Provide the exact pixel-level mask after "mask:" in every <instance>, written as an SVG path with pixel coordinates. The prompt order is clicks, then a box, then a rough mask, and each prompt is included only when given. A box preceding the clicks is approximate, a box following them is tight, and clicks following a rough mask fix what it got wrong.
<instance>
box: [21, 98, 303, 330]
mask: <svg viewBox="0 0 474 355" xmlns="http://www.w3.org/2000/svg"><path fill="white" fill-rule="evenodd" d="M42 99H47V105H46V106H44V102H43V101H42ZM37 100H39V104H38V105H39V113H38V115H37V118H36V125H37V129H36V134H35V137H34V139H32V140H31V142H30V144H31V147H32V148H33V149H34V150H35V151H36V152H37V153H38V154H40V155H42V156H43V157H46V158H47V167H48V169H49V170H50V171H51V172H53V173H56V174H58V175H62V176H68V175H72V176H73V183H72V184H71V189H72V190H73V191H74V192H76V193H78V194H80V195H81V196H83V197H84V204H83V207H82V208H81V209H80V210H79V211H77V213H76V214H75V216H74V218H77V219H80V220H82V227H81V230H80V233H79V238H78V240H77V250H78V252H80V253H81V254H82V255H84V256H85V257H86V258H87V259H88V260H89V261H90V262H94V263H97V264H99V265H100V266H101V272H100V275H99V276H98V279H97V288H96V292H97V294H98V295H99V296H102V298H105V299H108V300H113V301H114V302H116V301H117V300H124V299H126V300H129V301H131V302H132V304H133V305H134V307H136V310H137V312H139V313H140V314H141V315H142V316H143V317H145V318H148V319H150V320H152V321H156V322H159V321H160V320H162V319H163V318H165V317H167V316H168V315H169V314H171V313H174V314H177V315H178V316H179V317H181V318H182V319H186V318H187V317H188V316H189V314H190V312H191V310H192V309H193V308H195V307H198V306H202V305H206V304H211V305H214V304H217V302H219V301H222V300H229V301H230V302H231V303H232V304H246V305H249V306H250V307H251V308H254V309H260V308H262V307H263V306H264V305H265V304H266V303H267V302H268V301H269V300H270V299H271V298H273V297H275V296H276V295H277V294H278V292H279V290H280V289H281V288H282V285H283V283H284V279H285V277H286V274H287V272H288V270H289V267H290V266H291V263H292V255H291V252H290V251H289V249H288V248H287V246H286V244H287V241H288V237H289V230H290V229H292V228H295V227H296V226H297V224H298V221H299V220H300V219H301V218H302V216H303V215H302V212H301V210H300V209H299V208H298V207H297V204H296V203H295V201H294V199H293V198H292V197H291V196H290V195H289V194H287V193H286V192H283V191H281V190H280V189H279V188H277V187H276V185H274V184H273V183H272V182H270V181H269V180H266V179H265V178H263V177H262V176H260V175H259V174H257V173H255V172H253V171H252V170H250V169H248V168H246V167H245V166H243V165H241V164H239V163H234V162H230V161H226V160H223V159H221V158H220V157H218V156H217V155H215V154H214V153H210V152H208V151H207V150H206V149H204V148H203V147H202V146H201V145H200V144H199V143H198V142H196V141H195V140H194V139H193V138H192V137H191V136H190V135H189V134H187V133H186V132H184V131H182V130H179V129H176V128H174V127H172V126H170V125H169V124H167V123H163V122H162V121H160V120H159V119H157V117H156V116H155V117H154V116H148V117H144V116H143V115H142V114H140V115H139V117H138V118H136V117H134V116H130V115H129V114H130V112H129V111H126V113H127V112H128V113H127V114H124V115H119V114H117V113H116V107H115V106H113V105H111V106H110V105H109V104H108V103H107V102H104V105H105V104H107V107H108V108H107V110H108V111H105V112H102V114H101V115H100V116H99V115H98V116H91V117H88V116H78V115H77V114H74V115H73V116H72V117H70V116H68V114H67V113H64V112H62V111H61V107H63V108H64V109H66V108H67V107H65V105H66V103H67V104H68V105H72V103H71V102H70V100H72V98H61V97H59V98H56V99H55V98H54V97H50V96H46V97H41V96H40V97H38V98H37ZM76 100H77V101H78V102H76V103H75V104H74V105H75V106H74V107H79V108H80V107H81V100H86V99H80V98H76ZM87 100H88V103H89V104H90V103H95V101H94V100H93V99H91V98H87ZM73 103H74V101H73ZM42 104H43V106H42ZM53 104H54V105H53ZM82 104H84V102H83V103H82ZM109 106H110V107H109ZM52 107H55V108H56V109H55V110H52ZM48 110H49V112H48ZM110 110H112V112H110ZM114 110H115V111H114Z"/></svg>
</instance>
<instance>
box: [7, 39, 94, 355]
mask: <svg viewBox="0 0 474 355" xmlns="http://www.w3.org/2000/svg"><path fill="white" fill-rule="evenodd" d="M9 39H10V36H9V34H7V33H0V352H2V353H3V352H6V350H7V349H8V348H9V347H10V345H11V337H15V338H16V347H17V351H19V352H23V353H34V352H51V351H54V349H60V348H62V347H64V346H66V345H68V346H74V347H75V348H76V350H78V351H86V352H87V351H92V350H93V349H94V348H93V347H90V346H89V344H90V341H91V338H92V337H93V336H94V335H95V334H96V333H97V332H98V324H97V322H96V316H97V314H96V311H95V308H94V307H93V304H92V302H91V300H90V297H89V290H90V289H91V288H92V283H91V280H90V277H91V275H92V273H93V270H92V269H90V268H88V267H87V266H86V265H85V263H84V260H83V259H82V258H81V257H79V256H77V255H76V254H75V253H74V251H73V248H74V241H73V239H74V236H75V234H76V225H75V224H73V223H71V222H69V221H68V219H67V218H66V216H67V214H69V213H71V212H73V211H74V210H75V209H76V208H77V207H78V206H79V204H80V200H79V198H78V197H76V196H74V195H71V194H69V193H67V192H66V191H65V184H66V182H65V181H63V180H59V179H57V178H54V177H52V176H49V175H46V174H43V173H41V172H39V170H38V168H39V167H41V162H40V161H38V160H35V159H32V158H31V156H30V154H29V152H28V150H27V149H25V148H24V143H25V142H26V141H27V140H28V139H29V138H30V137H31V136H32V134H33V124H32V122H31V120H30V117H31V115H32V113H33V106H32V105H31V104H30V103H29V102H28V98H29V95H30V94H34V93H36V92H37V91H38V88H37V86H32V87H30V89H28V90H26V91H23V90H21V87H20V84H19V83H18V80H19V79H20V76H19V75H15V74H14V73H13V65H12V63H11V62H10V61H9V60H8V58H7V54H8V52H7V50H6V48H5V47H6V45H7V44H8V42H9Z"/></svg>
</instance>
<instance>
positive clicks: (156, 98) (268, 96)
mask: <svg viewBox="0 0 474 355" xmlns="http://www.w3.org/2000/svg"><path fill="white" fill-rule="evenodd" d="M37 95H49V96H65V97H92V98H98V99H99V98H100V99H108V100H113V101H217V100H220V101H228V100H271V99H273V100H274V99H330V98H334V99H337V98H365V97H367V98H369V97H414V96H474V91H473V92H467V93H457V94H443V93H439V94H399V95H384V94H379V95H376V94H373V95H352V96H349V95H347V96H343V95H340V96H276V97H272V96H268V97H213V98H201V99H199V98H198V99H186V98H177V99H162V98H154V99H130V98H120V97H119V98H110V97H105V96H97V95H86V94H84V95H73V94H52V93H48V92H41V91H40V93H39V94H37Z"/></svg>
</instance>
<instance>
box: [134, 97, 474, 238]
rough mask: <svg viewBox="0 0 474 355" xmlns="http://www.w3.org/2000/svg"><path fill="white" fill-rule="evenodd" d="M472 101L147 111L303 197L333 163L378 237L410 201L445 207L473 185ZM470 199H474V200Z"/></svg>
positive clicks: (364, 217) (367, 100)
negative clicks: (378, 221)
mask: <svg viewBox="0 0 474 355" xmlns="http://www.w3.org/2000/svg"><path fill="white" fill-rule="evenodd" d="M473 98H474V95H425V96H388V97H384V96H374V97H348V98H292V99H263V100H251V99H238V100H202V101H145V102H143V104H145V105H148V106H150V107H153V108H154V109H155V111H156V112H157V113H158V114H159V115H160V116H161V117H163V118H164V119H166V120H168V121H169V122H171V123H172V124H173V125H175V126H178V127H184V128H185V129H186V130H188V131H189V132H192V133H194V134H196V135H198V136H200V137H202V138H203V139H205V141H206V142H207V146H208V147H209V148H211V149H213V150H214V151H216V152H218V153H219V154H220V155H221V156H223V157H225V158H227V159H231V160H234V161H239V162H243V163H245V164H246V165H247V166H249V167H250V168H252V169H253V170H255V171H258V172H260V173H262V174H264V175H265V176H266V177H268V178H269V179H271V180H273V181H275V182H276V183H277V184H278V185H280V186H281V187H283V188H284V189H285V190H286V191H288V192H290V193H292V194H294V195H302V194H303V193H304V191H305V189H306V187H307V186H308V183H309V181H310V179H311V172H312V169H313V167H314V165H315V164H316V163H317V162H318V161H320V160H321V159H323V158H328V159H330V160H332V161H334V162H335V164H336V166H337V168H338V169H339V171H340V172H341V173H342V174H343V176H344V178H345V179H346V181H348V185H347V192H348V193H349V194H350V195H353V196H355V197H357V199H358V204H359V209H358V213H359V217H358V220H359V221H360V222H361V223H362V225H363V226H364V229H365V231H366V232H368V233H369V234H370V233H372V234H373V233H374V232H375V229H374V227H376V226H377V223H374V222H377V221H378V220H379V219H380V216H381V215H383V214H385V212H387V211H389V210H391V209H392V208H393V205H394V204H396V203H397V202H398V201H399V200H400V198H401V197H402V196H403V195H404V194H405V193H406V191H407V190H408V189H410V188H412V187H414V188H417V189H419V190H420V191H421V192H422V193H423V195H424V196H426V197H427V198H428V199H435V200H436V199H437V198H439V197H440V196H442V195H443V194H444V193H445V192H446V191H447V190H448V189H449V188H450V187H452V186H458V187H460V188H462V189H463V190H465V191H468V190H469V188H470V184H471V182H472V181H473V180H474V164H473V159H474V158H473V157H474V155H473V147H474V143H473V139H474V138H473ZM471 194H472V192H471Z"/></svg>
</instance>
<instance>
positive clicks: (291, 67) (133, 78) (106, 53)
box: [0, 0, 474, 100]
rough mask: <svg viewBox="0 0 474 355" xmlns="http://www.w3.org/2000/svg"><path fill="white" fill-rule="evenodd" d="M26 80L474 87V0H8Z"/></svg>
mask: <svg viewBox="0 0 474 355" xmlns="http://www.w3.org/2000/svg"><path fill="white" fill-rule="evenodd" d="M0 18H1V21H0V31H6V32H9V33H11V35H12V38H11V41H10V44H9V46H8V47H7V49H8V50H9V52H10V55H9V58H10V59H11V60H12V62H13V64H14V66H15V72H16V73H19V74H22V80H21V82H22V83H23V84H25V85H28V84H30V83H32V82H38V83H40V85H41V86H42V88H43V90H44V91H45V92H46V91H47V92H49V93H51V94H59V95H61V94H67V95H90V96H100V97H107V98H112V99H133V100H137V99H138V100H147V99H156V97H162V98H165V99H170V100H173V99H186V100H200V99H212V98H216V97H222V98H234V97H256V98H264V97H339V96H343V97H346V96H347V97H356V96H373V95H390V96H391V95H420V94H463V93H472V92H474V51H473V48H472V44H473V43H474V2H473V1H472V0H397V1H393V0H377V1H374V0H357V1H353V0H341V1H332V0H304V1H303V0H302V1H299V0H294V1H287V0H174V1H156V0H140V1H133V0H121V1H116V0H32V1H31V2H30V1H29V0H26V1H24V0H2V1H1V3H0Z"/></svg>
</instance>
━━━━━━━━━━━━━━━━━━━━━━━━━━━━━━
- What you are asked to do -
Search the records line by line for the word "rough" and copy every line where it appears.

- Exercise result -
Provide the exact pixel-level mask after "mask:" in every <instance>, written as an SVG path with pixel coordinates. The prompt order is clicks, then a box, then a rough mask, and each prompt is included only when given. A box preceding the clicks is approximate, a box following them is tight, and clicks following a rough mask fix what it got wrong.
rough mask: <svg viewBox="0 0 474 355" xmlns="http://www.w3.org/2000/svg"><path fill="white" fill-rule="evenodd" d="M472 101L147 111L303 197L333 163L378 237L410 201L445 207L473 185ZM470 199H474V200Z"/></svg>
rough mask: <svg viewBox="0 0 474 355" xmlns="http://www.w3.org/2000/svg"><path fill="white" fill-rule="evenodd" d="M26 80L474 87V0H8Z"/></svg>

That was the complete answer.